--- A FAZER ---
Diga se cada afirmação a seguir está de acordo com o trecho selecionado, respondendo sim ou não e citando literalmente as palavras do trecho que decidem a resposta. 1. Mesmo sob temperaturas muito altas, os camelos aguentavam até três dias sem água. 2. Lawrence percorreu 2400 km em uma única semana. 3. Pelo segundo princípio, a guerrilha deve enfrentar um inimigo tecnologicamente simples.

╭─ TRECHO SELECIONADO

À luz dessa análise desenvolveu um plano básico mantido virtualmente até o fim da guerra. Tratava-se de simplesmente impor aos turcos o fardo de uma defesa demorada e constante que terminaria por esgotá-los. O emprego de pequenas unidades agressivas e altamente móveis constituia o meio para atender esse objetivo.  

Lawrence reconheceu que a relação tropa/espaço determinaria o caráter último da guerra: Em termos práticos, significava (por exemplo) que sendo nossa mobilidade cinco vezes maior do que a dos turcos, estariamos igualados a eles com uma quinta parte do seu contingente. As operações deveriam ser altamente móveis, ubíquas, independentes de bases e de comunicações, alheias à situação do terreno, áreas estratégicas e direções determinadas, como na guerra naval.“Aquele que domina o mar possui uma grande liberdade e pode fazer o que bem quiser numa guerra”. E nós dominavamos o deserto.
                
 Considerava o camelo um navio do deserto. Proporcionava à guerrilha uma incrivel autonomia e mobilidade operacional. As tropas eram capazes de transportar víveres para seis semanas e, mesmo a temperaturas muito elevadas, os camelos podiam avançar até três dias sem água.

Assinalou que os irregulares árabes dispunham de uma autonomia operativa suficiente para percorrer a incrível velocidade toda a península árabe e além. Lawrence mesmo cobriu 2400 km durante um mês cavalgando sem descanso. O guerrilheiro árabe montado em seu camelo era ele próprio uma força independente. Registrou que (…) o árabe era simples e individualista.  Cada homem serve na linha de frente e é autosuficiente. Não tinhamos linhas de comunicação nem tropas de apoio. A eficiência de cada um residia na sua própria conduta em combate. Pensamos que nas condições em que combatemos a soma da força fornecida pelos combatentes individualmente será ao menos igual ao produto de um sistema.
                
Como resultado de suas observações, Lawrence extraiu seis princípios fundamentais da insurreição que ainda conservam marcante atualidade:

Primeiro, um movimento de guerrilha vitorioso exige uma base inexpugnável – não somente contra ataques físicos, mas igualmente contra outras formas de ataque como ataques psicológicos.
Segundo, a guerrilha precisa enfrentar um inimigo tecnologicamente sofisticado. Tanto mais sofisticado, mais vulneráveis serão as estruturas de comunicação e logística.
Terceiro, o inimigo deve ter um contingente insuficiente, incapaz de ocupar o território em profundidade com um sistema de fortificações interligadas.

╰─
╭─ DADOS EXTRAÍDOS

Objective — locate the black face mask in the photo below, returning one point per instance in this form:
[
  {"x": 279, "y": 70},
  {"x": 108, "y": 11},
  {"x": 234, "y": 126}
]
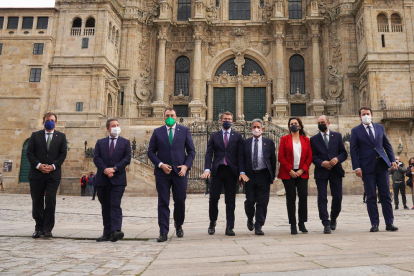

╰─

--- RESULTADO DA TAREFA ---
1. Sim: "mesmo a temperaturas muito elevadas, os camelos podiam avançar até três dias sem água."
2. Não: "Lawrence mesmo cobriu 2400 km durante um mês cavalgando sem descanso."
3. Não: "a guerrilha precisa enfrentar um inimigo tecnologicamente sofisticado."